- [Exercise instructions]: In the forum thread on a pale ale below, reproduce the passage between "## Will88 (2/9/11)" and "## Malted (2/9/11)", inclusive, word for word.

- [Extract to read]:
I picked up a case of this after work today. Wish i bought a single bottle. As said above, where are the hops? Turn the Galaxy up a couple of notches and it could be a good beer. Only thing i can think of is they dont put much hops in to keep within a budget, as all their beers are priced the same. Damn shame though, wish i forked out the extra and got the Stone & Wood, this being a fathers day present to myself and all!


----------



## Will88 (2/9/11)

I found this pretty disappointing. My dad and I cracked open a bottle each and his first comment went along the lines of "it's very bland for a james squire beer".

After reading about the hops used in this one I was expecting something more. It's not a terrible beer but it doesn't stand out either. Just another gateway pale ale.


----------



## Malted (2/9/11)

ekul said:


> It seems to me that they are putting lass hops in all their beers



Yeah where are the masculine hops? Damned girly beers!


----------



## logie (2/9/11)

- [Record excerpts]:
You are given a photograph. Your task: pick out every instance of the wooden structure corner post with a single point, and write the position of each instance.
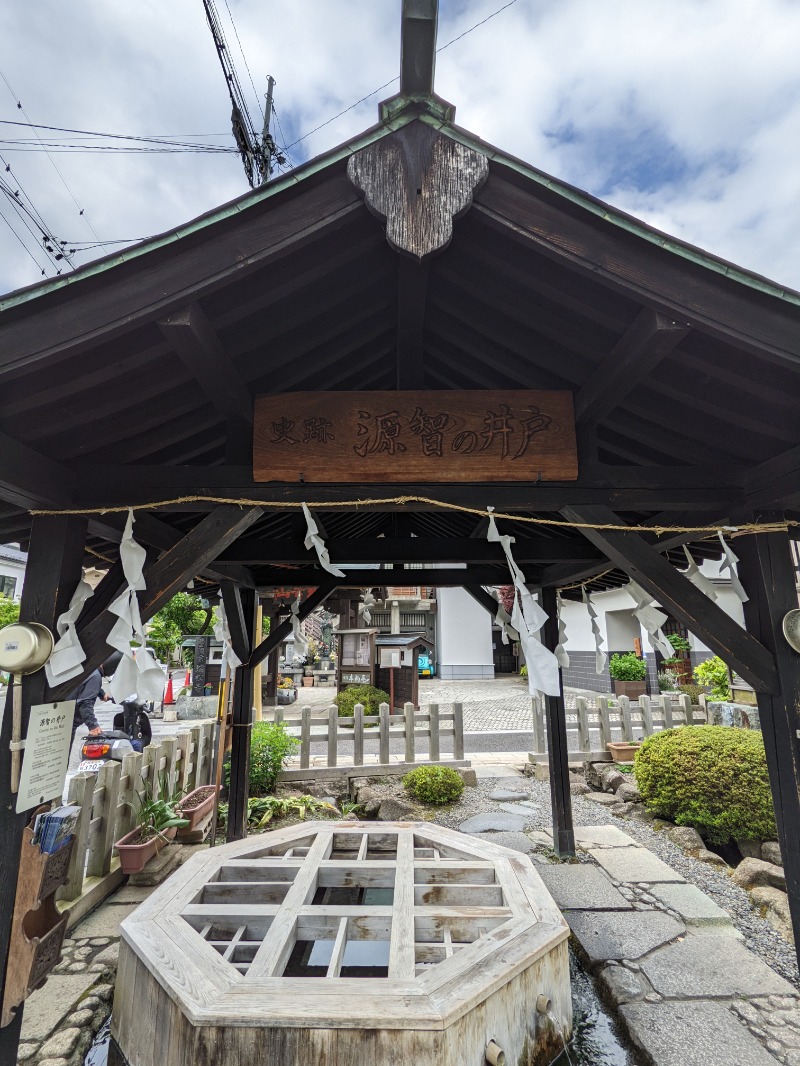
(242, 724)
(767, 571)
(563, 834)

==

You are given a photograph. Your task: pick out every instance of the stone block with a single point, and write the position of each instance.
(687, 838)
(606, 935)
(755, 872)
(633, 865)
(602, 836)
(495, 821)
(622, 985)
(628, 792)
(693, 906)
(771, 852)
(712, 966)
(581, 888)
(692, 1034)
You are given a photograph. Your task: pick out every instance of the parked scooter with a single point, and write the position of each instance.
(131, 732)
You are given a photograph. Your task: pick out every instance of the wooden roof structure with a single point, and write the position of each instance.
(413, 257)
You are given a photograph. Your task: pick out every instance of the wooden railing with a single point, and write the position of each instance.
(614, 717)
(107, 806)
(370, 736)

- [Response to the task]:
## Will88 (2/9/11)

I found this pretty disappointing. My dad and I cracked open a bottle each and his first comment went along the lines of "it's very bland for a james squire beer".

After reading about the hops used in this one I was expecting something more. It's not a terrible beer but it doesn't stand out either. Just another gateway pale ale.


----------



## Malted (2/9/11)